*Work to be completed*
Copy the lines below verbatim, starting at the line that contains "contains woman's neck." and ending at the line that contains "416, 221, 512, 351", with both of those lines included.

# start of Supplied material

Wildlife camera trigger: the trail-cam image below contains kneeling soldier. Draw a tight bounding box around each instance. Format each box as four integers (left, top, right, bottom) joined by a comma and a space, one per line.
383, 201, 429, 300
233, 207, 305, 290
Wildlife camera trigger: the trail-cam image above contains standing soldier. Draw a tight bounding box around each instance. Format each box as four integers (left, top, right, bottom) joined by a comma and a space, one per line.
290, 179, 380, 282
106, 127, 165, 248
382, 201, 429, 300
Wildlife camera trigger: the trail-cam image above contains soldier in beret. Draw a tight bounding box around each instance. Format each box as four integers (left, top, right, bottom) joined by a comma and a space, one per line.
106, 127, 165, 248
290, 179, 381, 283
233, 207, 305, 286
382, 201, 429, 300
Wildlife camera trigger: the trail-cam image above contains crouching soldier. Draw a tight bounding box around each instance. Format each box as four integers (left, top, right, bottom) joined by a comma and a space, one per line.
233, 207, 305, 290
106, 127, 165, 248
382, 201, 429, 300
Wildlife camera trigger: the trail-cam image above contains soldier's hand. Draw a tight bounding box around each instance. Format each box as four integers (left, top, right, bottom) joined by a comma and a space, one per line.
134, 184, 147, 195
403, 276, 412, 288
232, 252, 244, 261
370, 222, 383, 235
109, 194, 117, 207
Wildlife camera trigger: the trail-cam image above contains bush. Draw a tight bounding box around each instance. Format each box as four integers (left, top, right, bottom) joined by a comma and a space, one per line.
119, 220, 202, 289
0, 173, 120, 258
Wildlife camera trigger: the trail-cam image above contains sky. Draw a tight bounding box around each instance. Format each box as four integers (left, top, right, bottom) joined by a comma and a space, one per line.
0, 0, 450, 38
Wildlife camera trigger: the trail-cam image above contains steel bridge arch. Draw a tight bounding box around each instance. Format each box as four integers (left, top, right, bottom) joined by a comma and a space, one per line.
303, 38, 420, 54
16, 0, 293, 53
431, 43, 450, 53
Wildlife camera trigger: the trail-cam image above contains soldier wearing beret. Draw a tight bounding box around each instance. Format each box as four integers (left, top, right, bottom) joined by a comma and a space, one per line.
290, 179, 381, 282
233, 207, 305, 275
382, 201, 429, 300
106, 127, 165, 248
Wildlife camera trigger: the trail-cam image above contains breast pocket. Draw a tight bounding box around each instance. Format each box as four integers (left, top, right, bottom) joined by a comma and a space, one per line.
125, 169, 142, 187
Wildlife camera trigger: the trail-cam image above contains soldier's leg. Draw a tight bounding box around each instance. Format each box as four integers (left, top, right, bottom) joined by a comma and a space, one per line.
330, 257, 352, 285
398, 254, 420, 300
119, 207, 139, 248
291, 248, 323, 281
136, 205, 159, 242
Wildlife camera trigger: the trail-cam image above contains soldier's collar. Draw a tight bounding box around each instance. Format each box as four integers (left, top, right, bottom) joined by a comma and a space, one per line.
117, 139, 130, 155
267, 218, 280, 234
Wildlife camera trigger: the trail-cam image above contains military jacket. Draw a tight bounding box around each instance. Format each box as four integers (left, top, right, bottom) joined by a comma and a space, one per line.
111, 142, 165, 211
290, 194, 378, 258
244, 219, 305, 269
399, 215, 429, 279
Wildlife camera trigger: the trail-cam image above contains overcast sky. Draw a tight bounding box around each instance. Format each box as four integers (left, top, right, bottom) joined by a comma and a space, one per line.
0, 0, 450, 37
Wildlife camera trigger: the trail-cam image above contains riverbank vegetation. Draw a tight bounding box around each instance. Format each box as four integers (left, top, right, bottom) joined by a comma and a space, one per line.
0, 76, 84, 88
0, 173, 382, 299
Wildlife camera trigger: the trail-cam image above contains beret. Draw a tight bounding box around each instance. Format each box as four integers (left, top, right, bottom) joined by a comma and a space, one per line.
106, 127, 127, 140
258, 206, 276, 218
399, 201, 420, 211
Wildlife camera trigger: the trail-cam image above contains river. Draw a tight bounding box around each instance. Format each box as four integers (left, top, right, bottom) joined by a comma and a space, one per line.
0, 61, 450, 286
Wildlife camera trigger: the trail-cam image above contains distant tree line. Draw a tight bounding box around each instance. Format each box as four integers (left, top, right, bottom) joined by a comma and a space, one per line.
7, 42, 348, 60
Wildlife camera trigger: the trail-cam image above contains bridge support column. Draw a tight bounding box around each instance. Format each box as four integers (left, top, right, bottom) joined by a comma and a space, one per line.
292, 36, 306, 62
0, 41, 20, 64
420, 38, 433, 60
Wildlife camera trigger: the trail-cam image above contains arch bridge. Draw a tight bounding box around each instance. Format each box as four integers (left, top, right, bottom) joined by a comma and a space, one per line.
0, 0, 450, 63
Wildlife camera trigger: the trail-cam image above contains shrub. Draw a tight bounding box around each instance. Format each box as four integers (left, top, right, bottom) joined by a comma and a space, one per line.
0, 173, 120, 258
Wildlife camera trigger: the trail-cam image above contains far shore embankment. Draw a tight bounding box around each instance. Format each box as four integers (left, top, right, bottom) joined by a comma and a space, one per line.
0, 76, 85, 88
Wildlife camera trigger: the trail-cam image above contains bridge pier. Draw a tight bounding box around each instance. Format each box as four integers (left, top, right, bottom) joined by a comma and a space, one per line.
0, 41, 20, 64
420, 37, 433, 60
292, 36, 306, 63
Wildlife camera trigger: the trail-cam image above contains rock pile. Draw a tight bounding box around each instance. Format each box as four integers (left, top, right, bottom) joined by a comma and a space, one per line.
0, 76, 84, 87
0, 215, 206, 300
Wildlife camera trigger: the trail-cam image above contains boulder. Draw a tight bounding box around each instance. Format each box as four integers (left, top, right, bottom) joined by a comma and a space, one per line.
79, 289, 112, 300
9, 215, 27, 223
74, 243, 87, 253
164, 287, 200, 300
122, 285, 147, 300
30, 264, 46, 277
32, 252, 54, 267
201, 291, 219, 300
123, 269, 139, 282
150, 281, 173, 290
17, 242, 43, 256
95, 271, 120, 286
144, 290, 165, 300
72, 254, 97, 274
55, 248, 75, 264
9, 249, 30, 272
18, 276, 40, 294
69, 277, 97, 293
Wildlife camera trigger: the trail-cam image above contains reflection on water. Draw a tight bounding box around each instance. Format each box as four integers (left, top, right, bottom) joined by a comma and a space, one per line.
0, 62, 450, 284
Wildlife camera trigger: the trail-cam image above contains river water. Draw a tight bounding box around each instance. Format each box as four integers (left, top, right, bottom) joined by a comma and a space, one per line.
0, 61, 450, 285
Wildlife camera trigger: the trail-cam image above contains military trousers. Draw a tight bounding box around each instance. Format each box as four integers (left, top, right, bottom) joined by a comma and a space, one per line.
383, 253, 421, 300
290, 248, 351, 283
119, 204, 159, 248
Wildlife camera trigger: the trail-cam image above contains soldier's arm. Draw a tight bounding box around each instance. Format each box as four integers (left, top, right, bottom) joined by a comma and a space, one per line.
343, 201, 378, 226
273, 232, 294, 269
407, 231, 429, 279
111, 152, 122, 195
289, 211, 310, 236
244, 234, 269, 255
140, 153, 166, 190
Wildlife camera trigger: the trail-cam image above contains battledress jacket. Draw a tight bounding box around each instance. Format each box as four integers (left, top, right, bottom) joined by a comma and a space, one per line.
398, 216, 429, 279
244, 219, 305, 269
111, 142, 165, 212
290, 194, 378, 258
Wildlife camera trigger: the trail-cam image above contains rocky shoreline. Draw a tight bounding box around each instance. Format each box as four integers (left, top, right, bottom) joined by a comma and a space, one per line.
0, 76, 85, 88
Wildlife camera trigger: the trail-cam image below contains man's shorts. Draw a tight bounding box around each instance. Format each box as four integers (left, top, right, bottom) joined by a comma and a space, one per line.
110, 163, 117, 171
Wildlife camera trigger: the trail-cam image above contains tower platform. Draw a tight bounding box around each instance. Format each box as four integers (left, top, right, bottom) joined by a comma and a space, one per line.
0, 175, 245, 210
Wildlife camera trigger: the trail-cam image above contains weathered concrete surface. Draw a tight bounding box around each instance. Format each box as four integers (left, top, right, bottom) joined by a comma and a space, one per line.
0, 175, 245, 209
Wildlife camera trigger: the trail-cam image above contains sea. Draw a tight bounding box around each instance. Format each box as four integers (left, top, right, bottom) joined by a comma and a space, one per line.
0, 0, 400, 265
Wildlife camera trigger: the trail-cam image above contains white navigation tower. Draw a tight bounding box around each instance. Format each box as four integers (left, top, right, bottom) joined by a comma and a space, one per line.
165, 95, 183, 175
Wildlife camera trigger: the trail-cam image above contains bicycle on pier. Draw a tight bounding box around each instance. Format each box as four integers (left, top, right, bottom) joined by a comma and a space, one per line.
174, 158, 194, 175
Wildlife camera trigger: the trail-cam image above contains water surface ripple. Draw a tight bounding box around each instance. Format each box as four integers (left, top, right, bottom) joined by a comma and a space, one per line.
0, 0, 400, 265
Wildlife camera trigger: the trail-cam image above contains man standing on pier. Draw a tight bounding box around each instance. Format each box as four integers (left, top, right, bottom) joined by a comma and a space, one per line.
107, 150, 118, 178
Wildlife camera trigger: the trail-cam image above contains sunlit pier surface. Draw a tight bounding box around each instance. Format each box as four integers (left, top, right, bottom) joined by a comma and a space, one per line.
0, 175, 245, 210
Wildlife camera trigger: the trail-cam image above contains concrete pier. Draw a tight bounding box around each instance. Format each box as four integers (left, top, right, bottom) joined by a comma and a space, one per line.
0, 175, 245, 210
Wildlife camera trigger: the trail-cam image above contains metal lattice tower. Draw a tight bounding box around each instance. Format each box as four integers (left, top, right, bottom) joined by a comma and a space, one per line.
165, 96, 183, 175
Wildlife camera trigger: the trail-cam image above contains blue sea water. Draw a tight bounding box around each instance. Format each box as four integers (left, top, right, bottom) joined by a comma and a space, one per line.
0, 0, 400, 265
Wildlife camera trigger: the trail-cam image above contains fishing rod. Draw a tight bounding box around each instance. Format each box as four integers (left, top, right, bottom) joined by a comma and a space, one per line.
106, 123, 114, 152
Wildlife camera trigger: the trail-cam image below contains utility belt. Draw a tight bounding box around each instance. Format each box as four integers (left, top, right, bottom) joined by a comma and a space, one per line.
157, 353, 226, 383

# end of Supplied material
# start of Supplied material

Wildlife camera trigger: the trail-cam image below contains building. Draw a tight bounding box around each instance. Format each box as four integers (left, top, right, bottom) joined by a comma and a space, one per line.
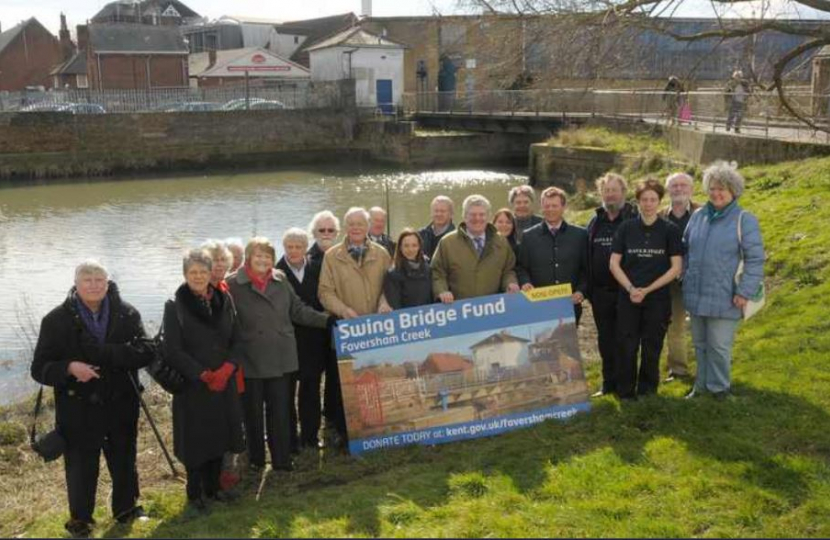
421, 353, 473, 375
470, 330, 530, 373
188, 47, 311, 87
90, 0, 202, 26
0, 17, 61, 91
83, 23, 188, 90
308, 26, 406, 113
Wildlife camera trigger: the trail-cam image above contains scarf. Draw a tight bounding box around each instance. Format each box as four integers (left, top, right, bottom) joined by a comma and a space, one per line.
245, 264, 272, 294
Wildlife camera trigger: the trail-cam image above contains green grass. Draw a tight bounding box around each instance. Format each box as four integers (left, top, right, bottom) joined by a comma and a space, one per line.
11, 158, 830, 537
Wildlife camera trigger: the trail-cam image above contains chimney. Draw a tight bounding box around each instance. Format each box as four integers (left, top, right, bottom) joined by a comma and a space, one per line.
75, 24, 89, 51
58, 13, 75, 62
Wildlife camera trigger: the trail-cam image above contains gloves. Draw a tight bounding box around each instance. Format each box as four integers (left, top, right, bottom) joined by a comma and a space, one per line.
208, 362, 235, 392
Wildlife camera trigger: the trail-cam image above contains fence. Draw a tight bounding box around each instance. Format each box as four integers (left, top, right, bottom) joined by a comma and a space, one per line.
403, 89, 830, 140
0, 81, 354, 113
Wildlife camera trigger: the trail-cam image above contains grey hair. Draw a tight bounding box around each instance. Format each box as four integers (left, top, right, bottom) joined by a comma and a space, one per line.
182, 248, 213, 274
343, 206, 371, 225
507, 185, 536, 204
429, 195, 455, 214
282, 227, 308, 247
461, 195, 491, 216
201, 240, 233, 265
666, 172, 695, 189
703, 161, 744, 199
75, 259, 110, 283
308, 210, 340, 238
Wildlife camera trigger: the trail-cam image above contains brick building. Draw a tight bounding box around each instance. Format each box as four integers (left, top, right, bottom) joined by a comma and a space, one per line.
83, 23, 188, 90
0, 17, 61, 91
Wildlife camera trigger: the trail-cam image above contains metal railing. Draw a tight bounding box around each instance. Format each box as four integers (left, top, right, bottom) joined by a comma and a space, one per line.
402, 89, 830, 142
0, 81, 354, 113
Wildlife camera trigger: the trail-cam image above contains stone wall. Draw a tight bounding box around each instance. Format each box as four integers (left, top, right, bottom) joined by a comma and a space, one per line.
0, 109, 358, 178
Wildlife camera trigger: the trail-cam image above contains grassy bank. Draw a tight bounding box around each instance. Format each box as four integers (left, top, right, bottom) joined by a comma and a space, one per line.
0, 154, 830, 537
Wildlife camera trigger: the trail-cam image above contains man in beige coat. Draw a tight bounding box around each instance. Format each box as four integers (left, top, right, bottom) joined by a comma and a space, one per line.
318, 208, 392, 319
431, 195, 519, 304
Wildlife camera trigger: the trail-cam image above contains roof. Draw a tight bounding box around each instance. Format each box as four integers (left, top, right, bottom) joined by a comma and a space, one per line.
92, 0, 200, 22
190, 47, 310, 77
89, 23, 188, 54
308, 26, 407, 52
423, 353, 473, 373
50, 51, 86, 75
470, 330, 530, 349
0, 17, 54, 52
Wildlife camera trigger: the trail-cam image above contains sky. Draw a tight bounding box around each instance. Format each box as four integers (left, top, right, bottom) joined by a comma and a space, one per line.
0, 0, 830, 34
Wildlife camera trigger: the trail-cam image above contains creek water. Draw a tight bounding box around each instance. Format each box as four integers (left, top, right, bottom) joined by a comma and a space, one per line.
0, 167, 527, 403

# end of Supplied material
# start of Supplied material

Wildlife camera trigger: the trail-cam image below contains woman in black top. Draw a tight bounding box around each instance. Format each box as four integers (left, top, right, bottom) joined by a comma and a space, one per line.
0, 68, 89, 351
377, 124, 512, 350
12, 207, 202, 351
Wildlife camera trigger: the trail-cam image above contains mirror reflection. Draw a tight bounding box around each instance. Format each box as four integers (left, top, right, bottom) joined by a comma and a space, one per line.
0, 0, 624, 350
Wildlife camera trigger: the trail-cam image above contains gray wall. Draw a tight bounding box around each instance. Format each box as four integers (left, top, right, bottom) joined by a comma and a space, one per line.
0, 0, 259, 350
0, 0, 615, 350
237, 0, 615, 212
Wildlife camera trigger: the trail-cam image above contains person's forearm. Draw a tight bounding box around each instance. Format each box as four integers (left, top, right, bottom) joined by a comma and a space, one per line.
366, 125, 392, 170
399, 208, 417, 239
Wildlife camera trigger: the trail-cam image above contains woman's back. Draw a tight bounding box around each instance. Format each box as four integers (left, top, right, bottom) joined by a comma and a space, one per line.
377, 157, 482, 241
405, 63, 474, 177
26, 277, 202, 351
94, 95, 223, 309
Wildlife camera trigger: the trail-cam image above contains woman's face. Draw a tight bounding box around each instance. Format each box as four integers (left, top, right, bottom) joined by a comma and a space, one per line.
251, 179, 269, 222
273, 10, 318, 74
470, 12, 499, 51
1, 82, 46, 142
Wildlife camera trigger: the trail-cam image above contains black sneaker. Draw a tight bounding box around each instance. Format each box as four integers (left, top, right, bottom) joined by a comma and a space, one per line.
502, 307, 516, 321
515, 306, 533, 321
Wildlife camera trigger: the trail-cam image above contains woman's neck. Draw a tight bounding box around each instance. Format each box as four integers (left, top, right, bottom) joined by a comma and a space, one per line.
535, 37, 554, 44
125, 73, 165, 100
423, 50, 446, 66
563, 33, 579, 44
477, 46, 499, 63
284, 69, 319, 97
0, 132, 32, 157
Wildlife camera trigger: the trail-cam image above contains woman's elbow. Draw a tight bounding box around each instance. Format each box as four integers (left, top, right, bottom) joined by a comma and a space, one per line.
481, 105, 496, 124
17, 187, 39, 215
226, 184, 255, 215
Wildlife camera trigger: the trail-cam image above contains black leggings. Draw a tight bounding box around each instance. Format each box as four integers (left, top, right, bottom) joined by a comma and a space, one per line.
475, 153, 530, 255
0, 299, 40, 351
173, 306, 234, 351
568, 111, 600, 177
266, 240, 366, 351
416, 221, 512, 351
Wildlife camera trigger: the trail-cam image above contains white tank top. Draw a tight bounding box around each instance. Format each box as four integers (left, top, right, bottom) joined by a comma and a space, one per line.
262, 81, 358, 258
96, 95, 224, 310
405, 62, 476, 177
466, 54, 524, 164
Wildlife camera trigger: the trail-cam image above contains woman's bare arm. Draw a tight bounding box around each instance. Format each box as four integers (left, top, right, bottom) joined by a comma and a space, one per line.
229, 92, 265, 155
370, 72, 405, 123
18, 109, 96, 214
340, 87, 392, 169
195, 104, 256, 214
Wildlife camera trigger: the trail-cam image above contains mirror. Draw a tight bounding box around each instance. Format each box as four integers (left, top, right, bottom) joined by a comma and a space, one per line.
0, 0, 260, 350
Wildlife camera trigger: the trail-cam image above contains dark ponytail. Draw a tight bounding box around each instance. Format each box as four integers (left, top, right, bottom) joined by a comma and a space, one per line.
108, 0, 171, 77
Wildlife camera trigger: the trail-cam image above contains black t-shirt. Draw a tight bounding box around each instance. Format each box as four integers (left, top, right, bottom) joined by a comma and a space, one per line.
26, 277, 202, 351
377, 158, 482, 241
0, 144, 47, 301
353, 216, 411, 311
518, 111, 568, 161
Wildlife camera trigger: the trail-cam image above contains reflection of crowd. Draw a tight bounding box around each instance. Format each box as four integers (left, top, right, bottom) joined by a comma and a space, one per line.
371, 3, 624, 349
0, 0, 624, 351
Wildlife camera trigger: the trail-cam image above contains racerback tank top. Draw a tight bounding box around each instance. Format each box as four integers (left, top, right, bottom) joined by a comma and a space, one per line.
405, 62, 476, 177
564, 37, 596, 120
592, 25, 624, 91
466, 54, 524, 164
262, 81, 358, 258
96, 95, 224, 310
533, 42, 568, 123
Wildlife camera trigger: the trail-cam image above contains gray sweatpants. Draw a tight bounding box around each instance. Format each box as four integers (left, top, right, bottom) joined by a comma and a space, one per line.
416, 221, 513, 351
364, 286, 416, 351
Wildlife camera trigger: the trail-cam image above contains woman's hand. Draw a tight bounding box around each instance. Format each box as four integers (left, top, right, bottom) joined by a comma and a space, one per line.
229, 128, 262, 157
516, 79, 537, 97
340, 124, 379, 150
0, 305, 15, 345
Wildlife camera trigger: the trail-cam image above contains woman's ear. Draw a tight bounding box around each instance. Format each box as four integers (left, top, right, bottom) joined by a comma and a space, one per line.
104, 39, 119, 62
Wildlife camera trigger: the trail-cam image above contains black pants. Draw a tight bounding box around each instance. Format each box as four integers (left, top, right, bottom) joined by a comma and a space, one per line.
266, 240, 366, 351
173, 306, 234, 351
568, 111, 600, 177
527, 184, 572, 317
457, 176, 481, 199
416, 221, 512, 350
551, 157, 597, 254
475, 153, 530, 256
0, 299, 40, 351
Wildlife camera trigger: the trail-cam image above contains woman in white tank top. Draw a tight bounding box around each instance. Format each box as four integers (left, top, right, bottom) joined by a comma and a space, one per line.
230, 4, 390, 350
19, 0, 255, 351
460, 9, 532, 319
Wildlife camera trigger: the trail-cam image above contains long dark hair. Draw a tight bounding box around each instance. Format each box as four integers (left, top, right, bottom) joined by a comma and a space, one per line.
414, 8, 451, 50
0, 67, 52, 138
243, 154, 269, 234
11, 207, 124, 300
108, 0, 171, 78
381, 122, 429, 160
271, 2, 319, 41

# end of Supplied material

*Exercise answer*
Wildlife camera trigger: the trail-cam image above contains woman's neck. Draw a tight bounding box around each instance. Format each box as four integers (left, top, right, bottom) joined by a comma and a space, one per line.
535, 37, 554, 44
125, 73, 165, 100
423, 50, 446, 66
563, 33, 579, 44
477, 46, 499, 63
284, 69, 319, 97
0, 132, 32, 157
Wildlife camera trigger: the trail-cam image above contains woman's elbow. Draw a tight bounding box around each instance. Format each box as four integers (left, top, right, bottom) joined by a comma and a space, one per line.
481, 105, 496, 124
17, 187, 39, 215
226, 184, 255, 215
Wildlife camera trigger: the trail-cam image above contains black leggings. Draw a tight bounding box around each instance. Format each box as four integers (left, top, right, bottom) joined by a comma and a space, one per line.
475, 153, 530, 255
0, 299, 40, 351
173, 306, 234, 351
568, 111, 600, 177
266, 240, 366, 351
416, 221, 512, 351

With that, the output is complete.